* [DESCRIPTION OF THE TASK]:
Each line from the one containing "[locate] number 2" through the end of the entries below should be transcribed exactly, and no other line.

[Data items]
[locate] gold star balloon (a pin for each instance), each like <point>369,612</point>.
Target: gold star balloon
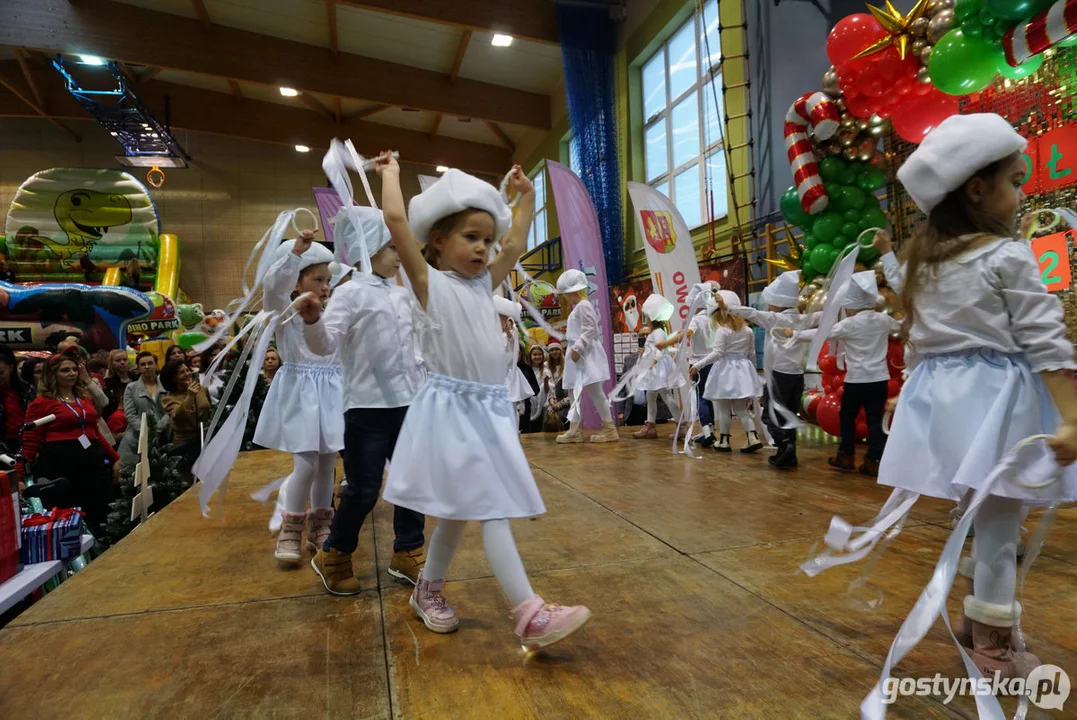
<point>897,27</point>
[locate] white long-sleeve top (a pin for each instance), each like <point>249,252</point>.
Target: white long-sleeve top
<point>778,354</point>
<point>992,297</point>
<point>702,336</point>
<point>728,341</point>
<point>278,286</point>
<point>368,321</point>
<point>864,339</point>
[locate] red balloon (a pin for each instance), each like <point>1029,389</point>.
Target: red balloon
<point>827,414</point>
<point>850,36</point>
<point>918,115</point>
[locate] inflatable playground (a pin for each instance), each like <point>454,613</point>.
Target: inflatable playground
<point>83,252</point>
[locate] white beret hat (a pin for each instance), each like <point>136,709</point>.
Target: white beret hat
<point>456,192</point>
<point>953,152</point>
<point>316,255</point>
<point>730,298</point>
<point>863,292</point>
<point>352,242</point>
<point>657,308</point>
<point>571,281</point>
<point>784,292</point>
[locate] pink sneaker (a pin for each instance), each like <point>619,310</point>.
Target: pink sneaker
<point>432,608</point>
<point>318,527</point>
<point>539,624</point>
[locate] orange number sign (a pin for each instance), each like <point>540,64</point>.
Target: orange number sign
<point>1053,258</point>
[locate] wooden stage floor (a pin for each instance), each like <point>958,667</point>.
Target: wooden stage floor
<point>689,567</point>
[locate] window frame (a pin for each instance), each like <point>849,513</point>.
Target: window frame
<point>707,146</point>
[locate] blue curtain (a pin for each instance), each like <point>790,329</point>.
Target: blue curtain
<point>588,44</point>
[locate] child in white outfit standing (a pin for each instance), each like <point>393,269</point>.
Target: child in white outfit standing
<point>733,381</point>
<point>587,366</point>
<point>368,323</point>
<point>993,367</point>
<point>864,338</point>
<point>303,411</point>
<point>459,455</point>
<point>658,373</point>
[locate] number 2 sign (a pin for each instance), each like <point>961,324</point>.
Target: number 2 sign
<point>1053,259</point>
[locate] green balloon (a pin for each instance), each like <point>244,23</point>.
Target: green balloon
<point>966,9</point>
<point>961,65</point>
<point>1023,70</point>
<point>873,219</point>
<point>831,168</point>
<point>822,257</point>
<point>827,227</point>
<point>1015,10</point>
<point>792,210</point>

* [ANSWER TO THIS EXERCISE]:
[locate] number 2 sign (a pin for each instance), each like <point>961,324</point>.
Target: number 2 sign
<point>1053,259</point>
[locate] green balloon (a pin for each instance), each like <point>244,23</point>.
Target: green balloon
<point>966,9</point>
<point>961,65</point>
<point>1023,70</point>
<point>873,219</point>
<point>831,168</point>
<point>822,257</point>
<point>827,227</point>
<point>1015,10</point>
<point>792,210</point>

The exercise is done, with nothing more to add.